▶ **Dataset records**:
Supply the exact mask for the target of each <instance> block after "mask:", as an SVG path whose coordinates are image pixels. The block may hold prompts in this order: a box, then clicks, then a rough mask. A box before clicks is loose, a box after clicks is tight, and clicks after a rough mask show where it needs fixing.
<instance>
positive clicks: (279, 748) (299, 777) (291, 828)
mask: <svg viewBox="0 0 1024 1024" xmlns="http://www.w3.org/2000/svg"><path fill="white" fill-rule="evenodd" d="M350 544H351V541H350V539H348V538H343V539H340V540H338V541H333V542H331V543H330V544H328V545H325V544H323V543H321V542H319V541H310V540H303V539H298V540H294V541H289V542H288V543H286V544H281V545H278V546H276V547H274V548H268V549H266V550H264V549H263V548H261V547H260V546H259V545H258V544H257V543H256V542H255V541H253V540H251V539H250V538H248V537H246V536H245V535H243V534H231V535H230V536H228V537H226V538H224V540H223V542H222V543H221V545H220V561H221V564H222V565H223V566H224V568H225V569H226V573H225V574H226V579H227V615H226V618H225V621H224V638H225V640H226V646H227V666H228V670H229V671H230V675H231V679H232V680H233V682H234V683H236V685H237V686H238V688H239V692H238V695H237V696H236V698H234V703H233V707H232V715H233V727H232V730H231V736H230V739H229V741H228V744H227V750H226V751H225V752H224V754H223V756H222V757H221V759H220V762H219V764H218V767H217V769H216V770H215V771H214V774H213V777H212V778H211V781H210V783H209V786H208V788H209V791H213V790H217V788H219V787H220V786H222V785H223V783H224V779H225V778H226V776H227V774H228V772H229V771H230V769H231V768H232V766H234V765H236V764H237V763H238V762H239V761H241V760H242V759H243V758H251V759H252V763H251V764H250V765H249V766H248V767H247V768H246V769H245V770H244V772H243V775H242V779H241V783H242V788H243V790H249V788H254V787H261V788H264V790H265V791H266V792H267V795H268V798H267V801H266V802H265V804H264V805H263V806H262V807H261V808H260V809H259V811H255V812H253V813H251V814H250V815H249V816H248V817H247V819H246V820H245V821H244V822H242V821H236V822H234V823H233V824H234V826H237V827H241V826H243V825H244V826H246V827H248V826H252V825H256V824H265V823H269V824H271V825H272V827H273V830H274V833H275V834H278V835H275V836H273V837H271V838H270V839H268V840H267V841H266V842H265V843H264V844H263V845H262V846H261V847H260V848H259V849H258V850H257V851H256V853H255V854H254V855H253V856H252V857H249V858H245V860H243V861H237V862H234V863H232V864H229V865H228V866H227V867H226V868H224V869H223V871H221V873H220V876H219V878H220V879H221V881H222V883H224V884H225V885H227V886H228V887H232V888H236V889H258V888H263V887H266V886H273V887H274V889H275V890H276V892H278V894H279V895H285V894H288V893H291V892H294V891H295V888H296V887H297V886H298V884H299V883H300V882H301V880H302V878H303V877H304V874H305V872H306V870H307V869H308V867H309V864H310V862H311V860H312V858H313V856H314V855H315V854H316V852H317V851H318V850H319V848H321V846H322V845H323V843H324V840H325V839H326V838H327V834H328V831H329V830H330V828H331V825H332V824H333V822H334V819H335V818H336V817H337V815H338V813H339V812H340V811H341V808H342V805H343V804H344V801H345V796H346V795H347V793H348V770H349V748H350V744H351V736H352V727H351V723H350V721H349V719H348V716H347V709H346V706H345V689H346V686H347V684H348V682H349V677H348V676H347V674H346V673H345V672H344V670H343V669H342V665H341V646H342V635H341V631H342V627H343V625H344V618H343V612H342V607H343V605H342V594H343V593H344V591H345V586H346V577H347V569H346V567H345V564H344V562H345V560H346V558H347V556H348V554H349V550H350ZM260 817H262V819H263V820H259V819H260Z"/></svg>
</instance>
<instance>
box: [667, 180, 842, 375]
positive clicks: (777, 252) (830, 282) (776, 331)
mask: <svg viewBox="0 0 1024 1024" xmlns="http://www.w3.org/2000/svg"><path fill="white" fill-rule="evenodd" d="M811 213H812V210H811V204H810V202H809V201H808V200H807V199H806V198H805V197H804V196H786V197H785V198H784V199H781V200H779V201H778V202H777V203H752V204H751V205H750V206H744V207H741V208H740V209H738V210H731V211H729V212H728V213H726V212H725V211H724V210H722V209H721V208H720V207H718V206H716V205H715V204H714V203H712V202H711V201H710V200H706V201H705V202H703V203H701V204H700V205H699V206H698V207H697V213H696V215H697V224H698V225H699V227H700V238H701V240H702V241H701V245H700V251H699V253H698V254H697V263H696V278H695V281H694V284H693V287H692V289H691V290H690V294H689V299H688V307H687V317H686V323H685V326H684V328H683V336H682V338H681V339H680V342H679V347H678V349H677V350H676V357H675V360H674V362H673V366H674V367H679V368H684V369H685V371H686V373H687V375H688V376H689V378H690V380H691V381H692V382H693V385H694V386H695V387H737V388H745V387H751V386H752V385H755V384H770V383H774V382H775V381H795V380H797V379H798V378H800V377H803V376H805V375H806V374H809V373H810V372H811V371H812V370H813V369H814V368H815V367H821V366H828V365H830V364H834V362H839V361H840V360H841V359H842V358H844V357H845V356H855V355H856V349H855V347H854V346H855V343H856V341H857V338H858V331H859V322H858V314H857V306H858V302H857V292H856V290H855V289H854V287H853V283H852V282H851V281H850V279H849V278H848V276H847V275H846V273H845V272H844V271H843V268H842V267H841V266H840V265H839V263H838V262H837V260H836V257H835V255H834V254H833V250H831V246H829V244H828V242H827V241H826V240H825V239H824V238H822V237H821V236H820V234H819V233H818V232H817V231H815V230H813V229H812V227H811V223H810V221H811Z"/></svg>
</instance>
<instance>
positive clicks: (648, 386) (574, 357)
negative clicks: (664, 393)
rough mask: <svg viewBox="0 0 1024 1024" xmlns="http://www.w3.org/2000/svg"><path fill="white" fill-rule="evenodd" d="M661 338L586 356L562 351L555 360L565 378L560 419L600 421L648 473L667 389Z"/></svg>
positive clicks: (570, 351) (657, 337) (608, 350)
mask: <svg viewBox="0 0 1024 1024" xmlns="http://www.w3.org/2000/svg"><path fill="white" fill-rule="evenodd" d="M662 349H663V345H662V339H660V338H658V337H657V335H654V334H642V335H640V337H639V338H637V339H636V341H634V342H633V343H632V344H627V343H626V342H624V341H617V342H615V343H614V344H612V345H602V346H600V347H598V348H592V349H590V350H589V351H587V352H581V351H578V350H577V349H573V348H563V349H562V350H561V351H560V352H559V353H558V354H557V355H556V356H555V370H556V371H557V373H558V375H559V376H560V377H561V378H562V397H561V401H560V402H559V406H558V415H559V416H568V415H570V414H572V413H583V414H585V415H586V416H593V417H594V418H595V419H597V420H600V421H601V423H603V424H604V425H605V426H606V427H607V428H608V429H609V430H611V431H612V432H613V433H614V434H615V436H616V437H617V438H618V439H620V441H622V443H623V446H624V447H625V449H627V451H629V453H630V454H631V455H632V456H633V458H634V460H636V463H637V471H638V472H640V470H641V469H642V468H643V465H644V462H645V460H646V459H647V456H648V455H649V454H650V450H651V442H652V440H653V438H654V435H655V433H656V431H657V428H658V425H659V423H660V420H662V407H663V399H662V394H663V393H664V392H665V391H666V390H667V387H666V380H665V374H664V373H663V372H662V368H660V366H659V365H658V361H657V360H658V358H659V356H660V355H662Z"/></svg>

▶ **Action item**:
In the material above, show every line where the word "rough" turns up.

▶ **Task output**:
Supply the exact mask for the target of each <instance> block after "mask:", as an SVG path whose coordinates are image pixels. The block may hold prompts in this order: a box, then clicks, then a rough mask. A box before clicks is loose, a box after clicks is tight, and clicks after a rough mask show where it needs fixing.
rough mask: <svg viewBox="0 0 1024 1024" xmlns="http://www.w3.org/2000/svg"><path fill="white" fill-rule="evenodd" d="M661 338L586 356L562 351L555 360L565 378L560 419L600 421L648 473L667 389Z"/></svg>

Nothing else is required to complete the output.